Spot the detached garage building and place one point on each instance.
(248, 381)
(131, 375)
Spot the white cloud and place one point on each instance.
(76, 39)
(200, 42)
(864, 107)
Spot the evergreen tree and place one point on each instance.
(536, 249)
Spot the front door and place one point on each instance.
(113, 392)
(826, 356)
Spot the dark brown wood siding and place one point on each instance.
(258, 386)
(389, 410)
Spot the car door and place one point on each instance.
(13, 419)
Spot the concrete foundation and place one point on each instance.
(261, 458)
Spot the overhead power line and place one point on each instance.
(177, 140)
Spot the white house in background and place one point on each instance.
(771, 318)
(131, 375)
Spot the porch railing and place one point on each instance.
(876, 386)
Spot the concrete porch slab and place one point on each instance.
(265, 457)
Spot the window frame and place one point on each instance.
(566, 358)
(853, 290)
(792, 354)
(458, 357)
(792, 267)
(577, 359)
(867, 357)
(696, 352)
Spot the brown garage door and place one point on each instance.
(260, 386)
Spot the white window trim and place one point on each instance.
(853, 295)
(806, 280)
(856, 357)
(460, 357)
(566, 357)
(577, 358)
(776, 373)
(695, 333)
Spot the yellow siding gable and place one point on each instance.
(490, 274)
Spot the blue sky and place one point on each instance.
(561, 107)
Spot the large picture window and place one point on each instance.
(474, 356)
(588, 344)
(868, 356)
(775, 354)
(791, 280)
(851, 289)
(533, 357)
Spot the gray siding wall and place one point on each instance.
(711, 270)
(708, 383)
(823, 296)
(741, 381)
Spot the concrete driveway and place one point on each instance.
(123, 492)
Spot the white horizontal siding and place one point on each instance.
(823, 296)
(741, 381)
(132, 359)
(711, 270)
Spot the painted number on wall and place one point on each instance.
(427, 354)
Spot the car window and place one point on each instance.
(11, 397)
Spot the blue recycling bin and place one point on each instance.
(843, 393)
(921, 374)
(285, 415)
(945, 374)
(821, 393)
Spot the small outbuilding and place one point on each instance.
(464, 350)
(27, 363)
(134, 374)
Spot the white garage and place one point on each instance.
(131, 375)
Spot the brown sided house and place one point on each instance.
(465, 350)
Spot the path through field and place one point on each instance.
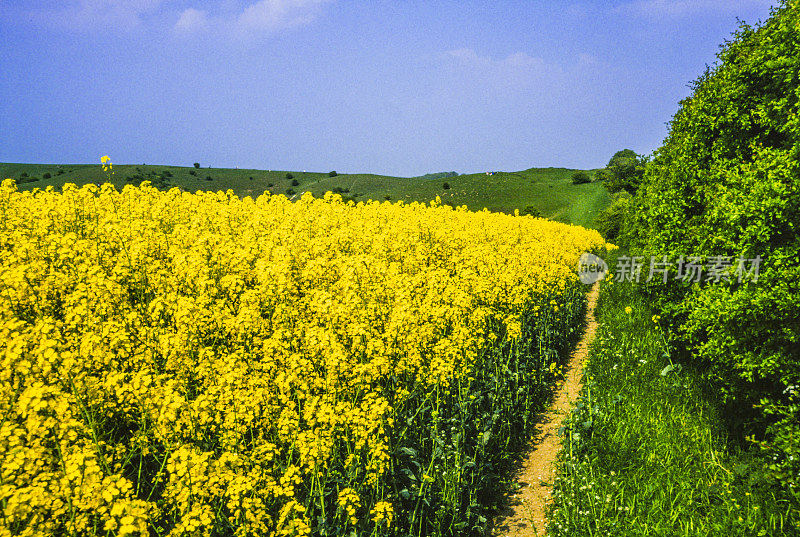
(525, 515)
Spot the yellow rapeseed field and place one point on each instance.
(199, 364)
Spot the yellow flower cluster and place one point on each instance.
(195, 364)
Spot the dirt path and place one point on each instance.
(525, 515)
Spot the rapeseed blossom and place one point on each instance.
(205, 364)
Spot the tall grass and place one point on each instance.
(645, 451)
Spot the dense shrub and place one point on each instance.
(609, 222)
(727, 183)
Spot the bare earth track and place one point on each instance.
(525, 515)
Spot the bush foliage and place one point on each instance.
(727, 183)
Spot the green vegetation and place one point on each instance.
(645, 451)
(438, 175)
(725, 185)
(580, 177)
(696, 431)
(549, 191)
(623, 172)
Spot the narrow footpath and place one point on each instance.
(525, 515)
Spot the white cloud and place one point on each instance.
(680, 8)
(272, 15)
(517, 71)
(94, 14)
(257, 19)
(192, 21)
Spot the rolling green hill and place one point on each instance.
(547, 190)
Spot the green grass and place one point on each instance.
(548, 190)
(645, 450)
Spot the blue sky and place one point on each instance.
(399, 87)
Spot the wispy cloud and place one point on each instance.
(681, 8)
(191, 21)
(518, 62)
(257, 19)
(93, 14)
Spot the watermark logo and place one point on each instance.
(692, 268)
(591, 268)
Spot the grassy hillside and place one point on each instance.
(548, 190)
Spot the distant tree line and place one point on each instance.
(439, 175)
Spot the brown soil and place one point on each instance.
(525, 514)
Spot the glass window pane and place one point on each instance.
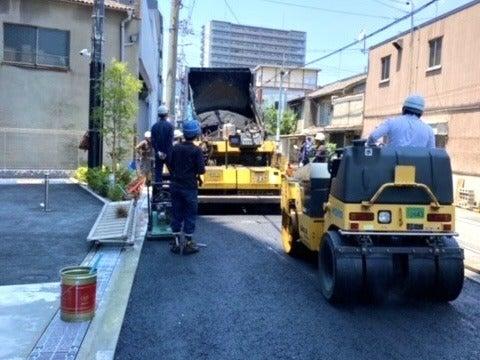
(53, 48)
(19, 43)
(438, 59)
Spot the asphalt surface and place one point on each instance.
(241, 298)
(35, 245)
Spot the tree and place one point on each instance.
(120, 107)
(287, 125)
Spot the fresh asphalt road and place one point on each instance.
(241, 298)
(35, 245)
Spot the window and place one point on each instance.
(435, 57)
(36, 46)
(385, 68)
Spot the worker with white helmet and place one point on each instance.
(145, 156)
(162, 141)
(407, 129)
(321, 153)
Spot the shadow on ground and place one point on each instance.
(34, 244)
(240, 298)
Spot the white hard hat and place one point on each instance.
(177, 134)
(162, 110)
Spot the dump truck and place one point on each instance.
(381, 220)
(241, 165)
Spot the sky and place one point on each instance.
(329, 24)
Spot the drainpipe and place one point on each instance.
(122, 33)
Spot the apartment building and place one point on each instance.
(232, 45)
(44, 97)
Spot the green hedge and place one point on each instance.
(98, 179)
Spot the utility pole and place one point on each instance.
(280, 101)
(172, 56)
(412, 25)
(95, 125)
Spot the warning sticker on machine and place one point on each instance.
(415, 213)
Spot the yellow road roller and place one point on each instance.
(381, 220)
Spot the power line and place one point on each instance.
(328, 10)
(231, 11)
(390, 6)
(376, 32)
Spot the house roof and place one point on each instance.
(337, 86)
(429, 22)
(109, 4)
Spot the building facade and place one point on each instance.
(231, 45)
(439, 60)
(335, 109)
(296, 82)
(44, 109)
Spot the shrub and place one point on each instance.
(115, 193)
(97, 180)
(81, 174)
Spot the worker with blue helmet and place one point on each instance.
(407, 129)
(186, 165)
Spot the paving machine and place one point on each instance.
(380, 218)
(159, 211)
(242, 166)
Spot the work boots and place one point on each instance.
(191, 246)
(175, 244)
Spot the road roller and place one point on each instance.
(381, 220)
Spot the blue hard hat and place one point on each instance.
(415, 102)
(191, 129)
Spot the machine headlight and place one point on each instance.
(384, 217)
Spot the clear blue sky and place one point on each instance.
(326, 30)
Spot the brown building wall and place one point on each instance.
(452, 93)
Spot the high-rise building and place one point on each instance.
(231, 45)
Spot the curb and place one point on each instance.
(100, 341)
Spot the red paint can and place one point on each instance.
(79, 287)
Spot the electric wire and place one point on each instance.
(333, 11)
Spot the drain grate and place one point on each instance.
(109, 227)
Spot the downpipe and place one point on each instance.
(123, 24)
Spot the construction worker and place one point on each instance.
(162, 141)
(321, 153)
(407, 129)
(306, 151)
(186, 165)
(177, 136)
(145, 156)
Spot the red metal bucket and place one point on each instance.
(79, 287)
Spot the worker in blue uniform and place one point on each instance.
(162, 141)
(186, 165)
(407, 129)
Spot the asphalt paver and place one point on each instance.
(241, 298)
(35, 245)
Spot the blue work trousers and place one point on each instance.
(184, 209)
(159, 169)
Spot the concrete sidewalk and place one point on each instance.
(36, 246)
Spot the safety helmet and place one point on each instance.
(177, 134)
(415, 102)
(162, 110)
(191, 129)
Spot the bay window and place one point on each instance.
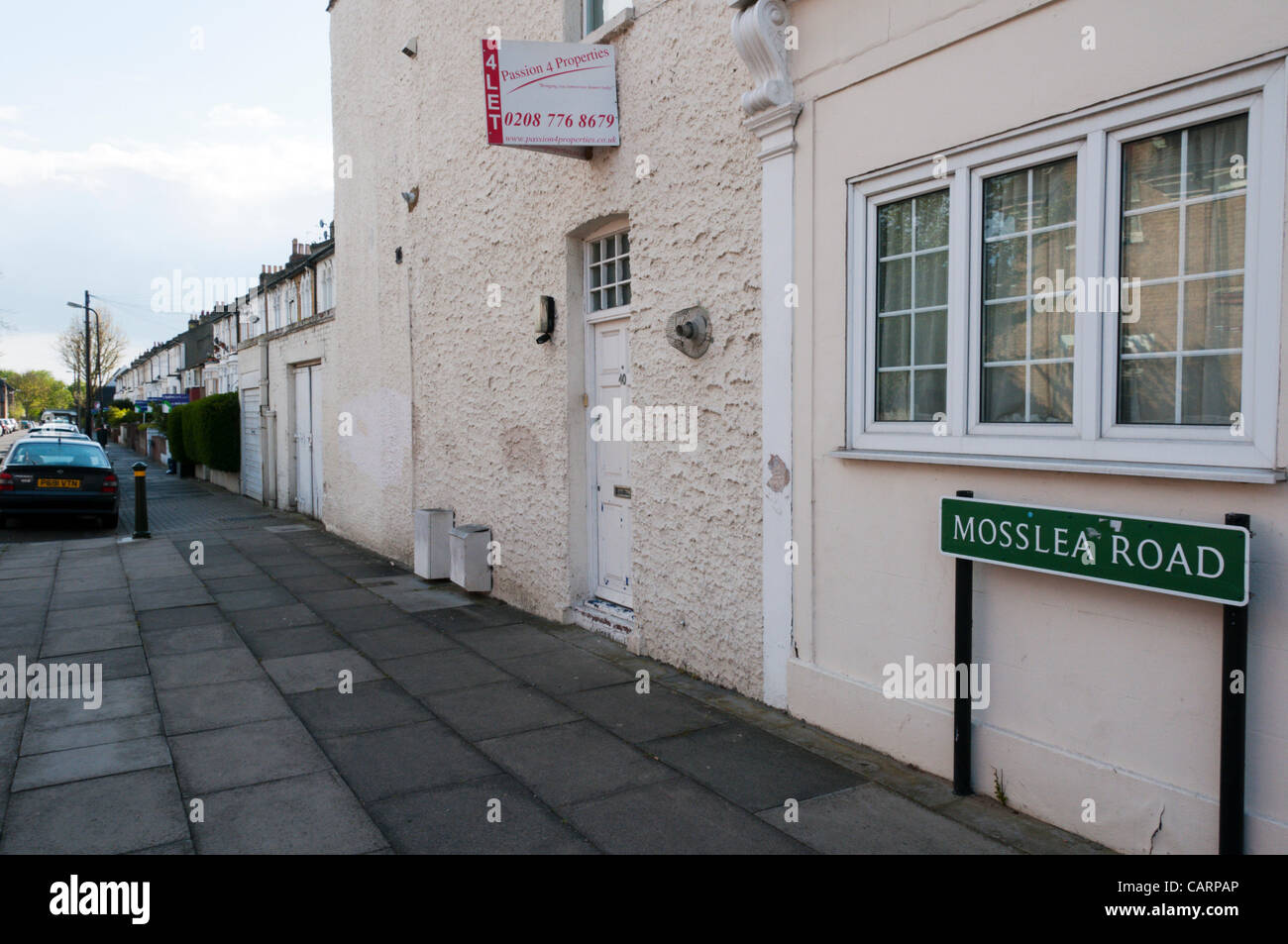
(1096, 292)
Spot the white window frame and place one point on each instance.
(616, 310)
(1094, 441)
(587, 29)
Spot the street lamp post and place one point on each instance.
(89, 408)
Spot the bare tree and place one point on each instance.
(107, 347)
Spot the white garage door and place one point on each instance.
(253, 475)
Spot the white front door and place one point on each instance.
(253, 471)
(308, 441)
(612, 468)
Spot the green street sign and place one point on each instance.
(1203, 562)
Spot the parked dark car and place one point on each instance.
(51, 475)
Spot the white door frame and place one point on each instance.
(590, 320)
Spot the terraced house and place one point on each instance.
(1029, 250)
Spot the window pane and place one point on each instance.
(893, 395)
(1005, 331)
(894, 292)
(1214, 236)
(931, 338)
(931, 279)
(1006, 204)
(1055, 193)
(1218, 157)
(1006, 269)
(894, 228)
(931, 220)
(1052, 334)
(930, 393)
(1154, 329)
(1004, 394)
(1147, 390)
(1210, 389)
(914, 278)
(1150, 244)
(1052, 393)
(1157, 171)
(1202, 170)
(1214, 313)
(1035, 269)
(893, 340)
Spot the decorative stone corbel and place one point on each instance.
(760, 38)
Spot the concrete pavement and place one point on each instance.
(277, 689)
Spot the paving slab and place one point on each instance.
(406, 759)
(274, 617)
(292, 640)
(677, 816)
(313, 814)
(871, 820)
(566, 670)
(90, 638)
(248, 754)
(121, 698)
(189, 639)
(116, 664)
(509, 642)
(454, 820)
(205, 668)
(395, 642)
(204, 707)
(575, 762)
(93, 613)
(320, 670)
(76, 599)
(750, 767)
(372, 706)
(489, 711)
(638, 717)
(455, 618)
(254, 597)
(102, 816)
(180, 617)
(44, 739)
(374, 617)
(441, 672)
(38, 771)
(326, 601)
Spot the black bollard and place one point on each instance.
(141, 500)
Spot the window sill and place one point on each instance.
(1207, 472)
(612, 29)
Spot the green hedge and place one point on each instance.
(207, 432)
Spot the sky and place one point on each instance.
(142, 138)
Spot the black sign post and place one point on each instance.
(962, 627)
(1234, 715)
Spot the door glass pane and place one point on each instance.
(911, 317)
(1030, 261)
(1183, 235)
::::
The problem: Every line from the one holding "Spot the black bollard" through the final line of the listing must be echoed exactly; leave out all other lines.

Answer in full:
Spot the black bollard and place one point on each instance.
(141, 500)
Spot the window sill and place one point on each instance.
(1207, 472)
(612, 29)
Spot the green hedge and place one point on each instance.
(207, 432)
Spot the sky and place one point on each instance.
(142, 138)
Spot the black sign post and place one point on each instance.
(962, 627)
(1234, 715)
Spot the door glass pane and place one point on each instance.
(911, 317)
(1030, 261)
(1183, 235)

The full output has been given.